── PAGE TEXT

Free energy from an exergonic reaction can be used to add a phosphate group to ADP converting it to ATP.
-The addition of a phosphate group is called phosphorylation.
What are enzymes, how do they speed up reactions, how are they generally specific, and why can’t they be reused?
Are biological catalysts made of protein, which speed up chemical reactions by lowering the activation energy (Eg. the energy required to make the reaction proceed). Enzymes do this by weakening critical bonds within the substrate molecule/s, when they (Eg. their active site) contact the substrate. This weakening of bonds lowers the activation energy because it makes the bonds much easier to break.
- Enzymes modify their shape slightly, after binding, to maximise contact with the substrate.
- Are generally specific, where one enzyme initiates one reaction.
- Enzymes can be reused since they are not destroyed or changed.
What is an active site?
The area of an enzyme’s surface, which has a specific shape due to the folding of the polypeptide chain, where the substrate binds to and undergoes a reaction.

────
── STUDY MATERIAL

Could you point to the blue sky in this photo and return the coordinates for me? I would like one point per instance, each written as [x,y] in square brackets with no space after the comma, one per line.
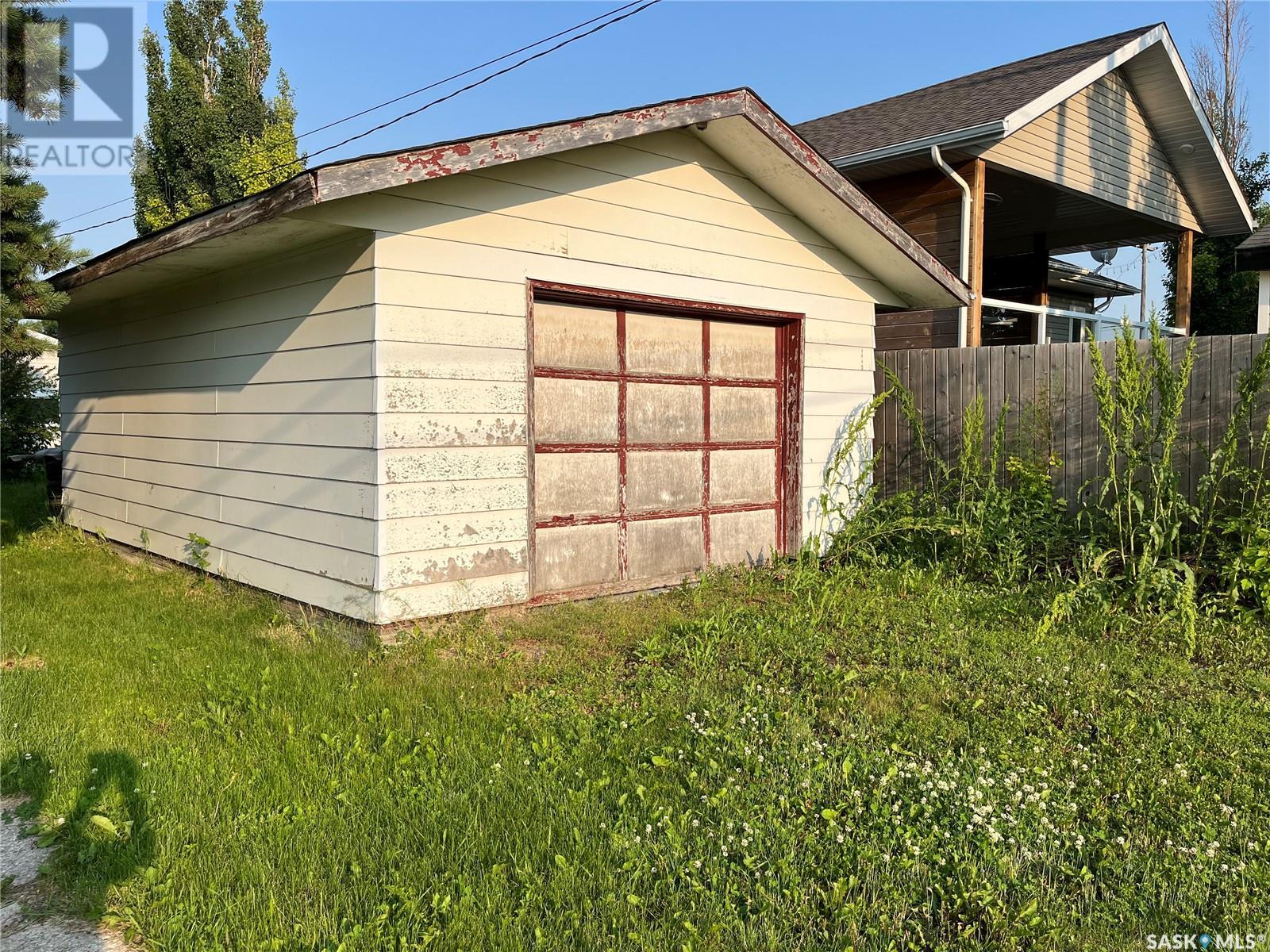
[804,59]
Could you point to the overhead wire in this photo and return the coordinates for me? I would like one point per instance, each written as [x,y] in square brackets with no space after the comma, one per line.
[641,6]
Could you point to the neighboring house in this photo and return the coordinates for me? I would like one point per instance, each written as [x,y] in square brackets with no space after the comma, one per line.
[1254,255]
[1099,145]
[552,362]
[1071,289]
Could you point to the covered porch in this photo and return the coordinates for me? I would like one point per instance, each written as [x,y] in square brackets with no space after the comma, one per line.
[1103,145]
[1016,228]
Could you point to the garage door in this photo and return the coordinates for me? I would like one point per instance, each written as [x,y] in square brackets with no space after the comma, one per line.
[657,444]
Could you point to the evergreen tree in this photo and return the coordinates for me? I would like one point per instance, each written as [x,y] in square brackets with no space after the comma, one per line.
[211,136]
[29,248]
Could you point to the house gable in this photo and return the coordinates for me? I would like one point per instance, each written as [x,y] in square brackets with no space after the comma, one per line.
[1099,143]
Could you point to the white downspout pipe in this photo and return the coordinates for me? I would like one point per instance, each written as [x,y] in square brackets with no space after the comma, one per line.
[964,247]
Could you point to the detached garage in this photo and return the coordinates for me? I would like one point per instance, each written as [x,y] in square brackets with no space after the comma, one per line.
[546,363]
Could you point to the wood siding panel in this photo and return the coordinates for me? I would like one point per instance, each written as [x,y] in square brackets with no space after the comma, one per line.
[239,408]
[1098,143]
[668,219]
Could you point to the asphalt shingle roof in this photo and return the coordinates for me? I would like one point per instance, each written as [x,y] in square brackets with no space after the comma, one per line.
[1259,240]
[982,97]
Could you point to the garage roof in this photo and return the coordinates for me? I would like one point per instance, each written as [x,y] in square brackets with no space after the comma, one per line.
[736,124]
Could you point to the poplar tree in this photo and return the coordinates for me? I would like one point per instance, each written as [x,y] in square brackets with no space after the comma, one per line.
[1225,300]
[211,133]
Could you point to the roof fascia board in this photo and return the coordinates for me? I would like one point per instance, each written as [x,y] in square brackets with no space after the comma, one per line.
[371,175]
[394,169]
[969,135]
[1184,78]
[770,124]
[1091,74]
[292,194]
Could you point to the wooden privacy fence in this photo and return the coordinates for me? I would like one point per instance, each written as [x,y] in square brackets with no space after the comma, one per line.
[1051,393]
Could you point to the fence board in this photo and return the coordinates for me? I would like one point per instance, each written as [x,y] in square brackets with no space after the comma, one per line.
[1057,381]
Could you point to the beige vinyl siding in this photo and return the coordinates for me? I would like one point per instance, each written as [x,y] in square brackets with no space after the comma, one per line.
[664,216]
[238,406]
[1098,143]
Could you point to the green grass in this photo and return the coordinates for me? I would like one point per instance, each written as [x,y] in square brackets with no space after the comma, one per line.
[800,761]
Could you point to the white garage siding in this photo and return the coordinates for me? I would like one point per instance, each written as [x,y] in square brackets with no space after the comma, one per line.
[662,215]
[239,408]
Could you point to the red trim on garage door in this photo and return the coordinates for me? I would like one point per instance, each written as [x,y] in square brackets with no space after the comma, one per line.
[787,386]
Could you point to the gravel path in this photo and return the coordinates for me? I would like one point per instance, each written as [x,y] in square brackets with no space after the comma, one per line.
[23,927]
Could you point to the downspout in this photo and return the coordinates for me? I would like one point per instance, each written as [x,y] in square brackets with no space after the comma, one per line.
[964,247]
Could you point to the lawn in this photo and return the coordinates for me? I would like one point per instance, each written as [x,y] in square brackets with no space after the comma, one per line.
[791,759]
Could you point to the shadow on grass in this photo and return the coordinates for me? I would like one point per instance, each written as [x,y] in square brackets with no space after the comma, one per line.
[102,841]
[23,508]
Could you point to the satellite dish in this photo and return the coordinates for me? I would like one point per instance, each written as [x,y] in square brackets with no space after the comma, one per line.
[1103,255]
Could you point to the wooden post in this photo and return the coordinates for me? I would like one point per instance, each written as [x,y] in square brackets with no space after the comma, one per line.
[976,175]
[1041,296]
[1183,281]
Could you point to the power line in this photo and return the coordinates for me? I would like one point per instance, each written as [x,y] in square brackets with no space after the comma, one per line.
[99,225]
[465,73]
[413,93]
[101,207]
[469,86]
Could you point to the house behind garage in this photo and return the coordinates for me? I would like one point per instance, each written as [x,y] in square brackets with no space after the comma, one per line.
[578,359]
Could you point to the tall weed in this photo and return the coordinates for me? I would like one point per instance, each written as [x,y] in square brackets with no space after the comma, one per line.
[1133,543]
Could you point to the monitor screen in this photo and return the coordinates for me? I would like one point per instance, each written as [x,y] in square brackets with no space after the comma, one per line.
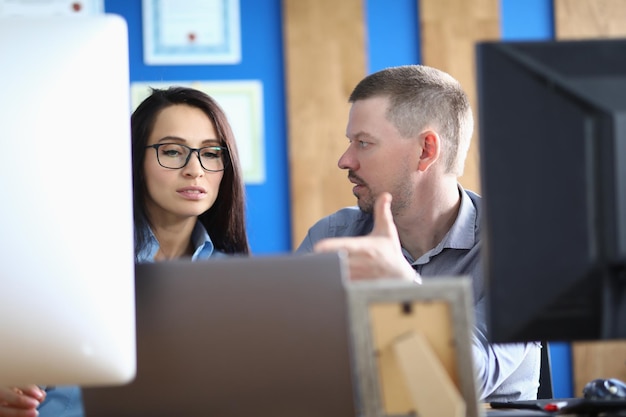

────

**WHAT NEEDS TO BE DONE**
Answer these questions from the page text on enzymes and ATP.
(a) What is the addition of a phosphate group called?
(b) How do enzymes lower the activation energy of a reaction?
(c) What gives an enzyme's active site its specific shape?
The rows are separate material and have no connection to the page text.

**COMPLETED EXERCISE**
(a) Phosphorylation.
(b) They weaken critical bonds within the substrate molecules when their active site contacts the substrate, which makes those bonds much easier to break.
(c) The folding of the polypeptide chain.